Quoted passage:
>> Begin
On Jan 20, 2008, at 7:20 PM, Linus Torvalds wrote:
On Sun, 20 Jan 2008, Steffen Prohaska wrote:
So your test-case does have relatively more overhead (compared to
what got
optimized) than the numbers I quoted.
I cloned the kernel tree and measured these numbers:
Best time before:
$ time git commit >/dev/null
real 0m1.487s
user 0m0.786s
sys 0m0.696s
Best time after:
$ time git commit >/dev/null
real 0m1.087s
user 0m0.578s
sys 0m0.508s
We also do know that while Linux has a very low-overhead lstat(),
the real
problem on OS X has been the memory management, not the filesystem.
We had
some case where the page fault overhead was something like two
orders of
magnitude bigger, didn't we?
(Yeah - just checked. Commit 6d2fa7f1b489c65e677c18eda5c144dbc5d614ab:
"index-pack usage of mmap() is unacceptably slower.."). That took a
minute
on Linux, and an hour on OS X)
It would be good to have a system-level profile of something like
this. On
Linux, it's now mostly in user space with "git commit", and oprofile
shows:
[...]
I used Mac OS X's Sampler to collect some statistics.
It took me some time to find out about and work around an
annoying limitation. Sampler is not capable of simply sampling a
full run of a process but needs to be manually stopped before the
process terminates. You literally have to push a button before
the process exits--what a crazy tool. I worked around this by
adding a sleep(100) instruction. Sampler allows you to prune the
samples collected in mach_wait_until() and the relative numbers
should be fine.
Here is what I have.
Before Junio's and your patch, lstat dominates with 25%:
# Report - Timed Samples for git-commit
# Samples < 20 have been filtered
# Generated from the visible portion of the outline view
+ 25% lstat
| + 25% lstat
| | - 17% wt_status_print
| | - 8.4% refresh_index
+ 16% getdirentries
| + 16% getdirentries
| | - 16% read_directory_recursive
+ 10% fnmatch
| + 10% fnmatch
| | + 10% excluded
| | | - 10% read_directory_recursive
+ 9.7% sha1_block_data_order
| + 9.7% sha1_block_data_order
| | + 9.7% SHA1_Update
| | | + 8.0% read_index_from
| | | | - 6.8% wt_read_cache
| | | - 1.6% ce_write
+ 8.6% cache_name_compare
| + 8.6% cache_name_compare
| | - 6.9% cmp_cache_name_compare
| | - 1.6% index_name_pos
- 5.2% __mmap
- 3.2% open
+ 2.0% excluded
| + 2.0% excluded
| | - 2.0% read_directory_recursive
- 1.6% mbrtowc_l
- 1.5% find_pack_entry_one
- 1.4% cmp_cache_name_compare
- 1.3% qsort
After your patches getdirentries and fnmatch dominate:
# Report - Timed Samples for git-commit
# Samples < 20 have been filtered
# Generated from the visible portion of the outline view
+ 29% getdirentries
| + 29% getdirentries
| | - 29% read_directory_recursive
+ 19% fnmatch
| + 19% fnmatch
| | + 19% excluded
| | | - 19% read_directory_recursive
+ 9.6% lstat
| + 9.6% lstat
| | - 9.5% refresh_index
+ 5.5% open
| + 5.5% open
| | + 3.9% excluded
| | | - 3.9% read_directory_recursive
| | - 1.6% read_directory_recursive
+ 3.9% cache_name_compare
| + 3.9% cache_name_compare
| | - 3.8% index_name_pos
+ 3.0% sha1_block_data_order
| + 3.0% sha1_block_data_order
| | + 3.0% SHA1_Update
| | | - 1.6% read_index_from
+ 2.8% excluded
| + 2.8% excluded
| | - 2.8% read_directory_recursive
- 2.5% __memcpy
- 1.9% strcmp
- 1.6% close
- 1.4% fnmatch1
The reports above were created with Sampler's "Invert call tree"
>> End
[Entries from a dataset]
>> Begin
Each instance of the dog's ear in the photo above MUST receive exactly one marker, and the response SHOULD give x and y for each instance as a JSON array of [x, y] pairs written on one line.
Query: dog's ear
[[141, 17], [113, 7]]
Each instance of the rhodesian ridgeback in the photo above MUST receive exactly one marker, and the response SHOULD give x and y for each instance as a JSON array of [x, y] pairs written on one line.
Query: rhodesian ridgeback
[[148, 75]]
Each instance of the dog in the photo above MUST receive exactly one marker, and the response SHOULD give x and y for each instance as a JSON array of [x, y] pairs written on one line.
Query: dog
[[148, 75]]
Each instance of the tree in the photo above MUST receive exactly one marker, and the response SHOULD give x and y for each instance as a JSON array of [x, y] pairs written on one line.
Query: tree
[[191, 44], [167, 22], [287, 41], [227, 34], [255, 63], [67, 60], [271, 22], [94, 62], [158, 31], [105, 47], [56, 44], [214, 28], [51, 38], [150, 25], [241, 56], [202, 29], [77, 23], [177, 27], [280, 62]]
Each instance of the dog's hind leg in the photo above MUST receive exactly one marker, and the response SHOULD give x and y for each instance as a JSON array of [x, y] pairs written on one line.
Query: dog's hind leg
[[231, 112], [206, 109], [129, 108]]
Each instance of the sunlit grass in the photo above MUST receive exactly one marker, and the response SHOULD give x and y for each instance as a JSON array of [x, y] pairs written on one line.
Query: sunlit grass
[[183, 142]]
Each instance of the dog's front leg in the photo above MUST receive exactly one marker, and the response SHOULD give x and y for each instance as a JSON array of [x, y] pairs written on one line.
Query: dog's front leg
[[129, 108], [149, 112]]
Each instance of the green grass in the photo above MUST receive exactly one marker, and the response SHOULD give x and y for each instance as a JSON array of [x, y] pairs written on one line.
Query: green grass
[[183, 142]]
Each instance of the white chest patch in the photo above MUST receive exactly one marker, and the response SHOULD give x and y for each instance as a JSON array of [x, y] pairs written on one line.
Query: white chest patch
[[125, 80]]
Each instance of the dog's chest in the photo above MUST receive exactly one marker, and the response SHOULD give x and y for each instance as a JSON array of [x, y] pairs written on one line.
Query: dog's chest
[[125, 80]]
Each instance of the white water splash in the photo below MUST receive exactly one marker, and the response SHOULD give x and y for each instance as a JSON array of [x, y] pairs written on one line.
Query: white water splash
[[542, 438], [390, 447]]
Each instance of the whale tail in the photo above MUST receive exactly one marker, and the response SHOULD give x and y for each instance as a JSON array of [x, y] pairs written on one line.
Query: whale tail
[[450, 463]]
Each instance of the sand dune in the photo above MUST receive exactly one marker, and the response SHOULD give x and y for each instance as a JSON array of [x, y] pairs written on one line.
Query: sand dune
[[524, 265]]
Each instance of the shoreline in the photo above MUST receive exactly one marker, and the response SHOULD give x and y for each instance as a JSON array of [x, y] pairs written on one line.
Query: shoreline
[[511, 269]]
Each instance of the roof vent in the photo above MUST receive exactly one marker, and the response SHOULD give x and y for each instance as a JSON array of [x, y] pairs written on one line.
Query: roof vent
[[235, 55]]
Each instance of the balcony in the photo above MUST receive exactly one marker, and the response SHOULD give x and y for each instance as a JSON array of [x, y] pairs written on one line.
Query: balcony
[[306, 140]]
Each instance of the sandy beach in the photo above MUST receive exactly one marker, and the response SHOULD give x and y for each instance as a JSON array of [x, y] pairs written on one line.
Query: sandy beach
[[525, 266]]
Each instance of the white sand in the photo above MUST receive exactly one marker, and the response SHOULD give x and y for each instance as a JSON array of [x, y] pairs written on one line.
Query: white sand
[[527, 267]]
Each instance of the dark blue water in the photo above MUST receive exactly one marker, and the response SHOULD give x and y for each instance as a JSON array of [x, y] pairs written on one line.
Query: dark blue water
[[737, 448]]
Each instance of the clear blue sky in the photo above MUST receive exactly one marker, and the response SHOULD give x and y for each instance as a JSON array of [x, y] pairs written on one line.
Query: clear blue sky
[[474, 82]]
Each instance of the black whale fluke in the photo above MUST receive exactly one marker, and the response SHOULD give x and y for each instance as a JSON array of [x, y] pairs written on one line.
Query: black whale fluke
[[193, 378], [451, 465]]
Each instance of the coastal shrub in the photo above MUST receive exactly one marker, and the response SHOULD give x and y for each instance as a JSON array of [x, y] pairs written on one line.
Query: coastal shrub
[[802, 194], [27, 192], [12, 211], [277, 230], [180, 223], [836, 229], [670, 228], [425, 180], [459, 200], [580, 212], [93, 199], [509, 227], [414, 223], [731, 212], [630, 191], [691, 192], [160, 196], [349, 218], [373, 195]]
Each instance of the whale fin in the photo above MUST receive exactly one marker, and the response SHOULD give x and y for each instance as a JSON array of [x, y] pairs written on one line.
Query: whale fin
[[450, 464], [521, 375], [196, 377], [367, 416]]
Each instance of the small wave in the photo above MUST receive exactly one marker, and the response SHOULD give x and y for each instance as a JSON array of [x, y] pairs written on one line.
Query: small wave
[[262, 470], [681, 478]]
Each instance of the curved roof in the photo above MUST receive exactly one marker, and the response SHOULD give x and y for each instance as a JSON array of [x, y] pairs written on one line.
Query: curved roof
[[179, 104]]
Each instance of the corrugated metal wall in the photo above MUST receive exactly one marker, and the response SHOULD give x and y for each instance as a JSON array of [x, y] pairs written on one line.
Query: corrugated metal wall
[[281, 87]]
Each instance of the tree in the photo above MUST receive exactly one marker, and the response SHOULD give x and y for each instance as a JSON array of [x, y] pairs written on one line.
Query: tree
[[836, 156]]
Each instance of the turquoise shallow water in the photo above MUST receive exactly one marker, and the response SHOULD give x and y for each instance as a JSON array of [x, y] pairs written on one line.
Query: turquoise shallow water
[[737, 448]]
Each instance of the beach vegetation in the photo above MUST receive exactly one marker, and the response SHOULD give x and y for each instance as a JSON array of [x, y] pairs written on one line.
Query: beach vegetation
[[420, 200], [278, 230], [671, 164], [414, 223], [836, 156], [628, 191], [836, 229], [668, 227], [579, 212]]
>> End
Aim of the exercise: Continue the mailing-list message about profiling git commit on Mac OS X from the point where it stops. The records can be set aside.

Expected output:
option, while the next one is generated without this option.
# Report - Timed Samples for git-commit
# Samples < 20 have been filtered
# Generated from the visible portion of the outline view
+ 85% run_status
| + 85% wt_status_print
| | + 73% read_directory
| | | + 73% read_directory_recursive
| | | | + 73% read_directory_recursive
| | | | | + 71% read_directory_recursive
| | | | | | + 44% read_directory_recursive
| | | | | | | + 15% excluded
| | | | | | | | - 12% fnmatch
| | | | | | | | - 1.6% open
| | | | | | | - 12% getdirentries
| | | | | | | + 10% read_directory_recursive
| | | | | | | | - 4.0% getdirentries
| | | | | | | | - 2.6% excluded
| | | | | | | | 1.7% read_directory_recursive
| | | | | | | - 2.6% dir_add_name
| | | | | | + 14% excluded
| | | | | | | - 11% fnmatch
| | | | | | - 8.0% getdirentries
| | | | | | - 1.6% dir_add_name
| | - 11% run_diff_index
+ 15% prepare_index
| + 10% refresh_index
| | - 9.7% lstat
| - 2.5% write_index
| - 1.9% read_index
With this kind of report you can see how the running time is
distributed over the different functions called by cmd_commit().
and one thing to look out for would be that some of these things
might be
relatively much more costly on other systems.
fnmatch? It's certainly visible on Linux, I wonder if the Windows/OSX
version is more expensive due to trying to be case-insensitive or
something?
So roughly 50% of the running time is spent in getdirentries
and fnmatch on the MacBook Pro I used to run these tests.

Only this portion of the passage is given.